***** DATASET EXCERPTS
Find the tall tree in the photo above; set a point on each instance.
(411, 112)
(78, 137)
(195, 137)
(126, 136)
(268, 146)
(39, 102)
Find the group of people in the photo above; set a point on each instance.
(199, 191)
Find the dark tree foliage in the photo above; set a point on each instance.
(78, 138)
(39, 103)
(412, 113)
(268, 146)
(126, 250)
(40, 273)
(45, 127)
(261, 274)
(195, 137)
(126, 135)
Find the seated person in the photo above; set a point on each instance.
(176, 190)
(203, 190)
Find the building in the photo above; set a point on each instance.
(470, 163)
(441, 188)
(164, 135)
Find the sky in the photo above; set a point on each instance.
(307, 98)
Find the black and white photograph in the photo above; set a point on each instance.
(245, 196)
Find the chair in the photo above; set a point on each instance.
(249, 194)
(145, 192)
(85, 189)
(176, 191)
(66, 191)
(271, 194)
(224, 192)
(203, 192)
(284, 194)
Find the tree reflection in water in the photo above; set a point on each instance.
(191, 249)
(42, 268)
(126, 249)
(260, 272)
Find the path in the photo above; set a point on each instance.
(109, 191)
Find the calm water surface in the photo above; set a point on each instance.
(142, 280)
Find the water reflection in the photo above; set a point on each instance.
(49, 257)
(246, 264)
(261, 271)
**********
***** DATASET EXCERPTS
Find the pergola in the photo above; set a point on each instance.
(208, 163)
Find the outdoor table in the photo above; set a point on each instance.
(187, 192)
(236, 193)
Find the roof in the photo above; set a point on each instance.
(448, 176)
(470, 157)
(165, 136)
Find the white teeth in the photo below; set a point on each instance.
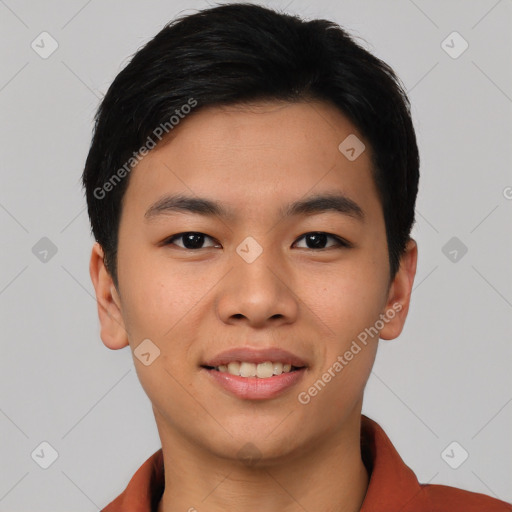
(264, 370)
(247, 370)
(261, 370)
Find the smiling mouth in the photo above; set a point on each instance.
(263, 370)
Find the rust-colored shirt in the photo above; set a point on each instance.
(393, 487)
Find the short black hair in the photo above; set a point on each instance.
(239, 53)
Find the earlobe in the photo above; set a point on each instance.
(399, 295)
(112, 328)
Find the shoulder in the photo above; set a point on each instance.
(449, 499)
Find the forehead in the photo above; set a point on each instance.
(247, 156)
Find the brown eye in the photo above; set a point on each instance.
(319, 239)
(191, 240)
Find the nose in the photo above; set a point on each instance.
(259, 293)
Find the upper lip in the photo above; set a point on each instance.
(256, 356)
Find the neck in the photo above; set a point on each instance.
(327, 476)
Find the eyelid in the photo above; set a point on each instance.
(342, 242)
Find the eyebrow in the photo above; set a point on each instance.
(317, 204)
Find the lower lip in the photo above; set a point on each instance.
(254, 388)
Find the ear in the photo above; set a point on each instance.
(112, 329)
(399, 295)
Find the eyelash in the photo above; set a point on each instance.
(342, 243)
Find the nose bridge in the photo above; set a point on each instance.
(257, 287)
**********
***** DATASET EXCERPTS
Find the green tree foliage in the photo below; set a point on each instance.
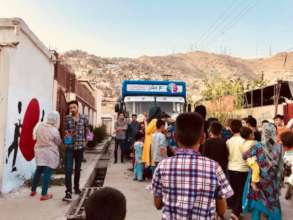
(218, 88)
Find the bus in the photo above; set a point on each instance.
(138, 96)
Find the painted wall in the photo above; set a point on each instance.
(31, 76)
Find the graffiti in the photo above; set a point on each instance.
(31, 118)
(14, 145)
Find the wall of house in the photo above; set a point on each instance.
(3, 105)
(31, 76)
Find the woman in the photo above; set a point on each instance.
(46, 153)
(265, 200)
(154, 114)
**********
**INSTRUCTIONS FOR THE TASK:** Count the lines above that contain the string "nose", and give only the number.

**COMPLETED EXERCISE:** 2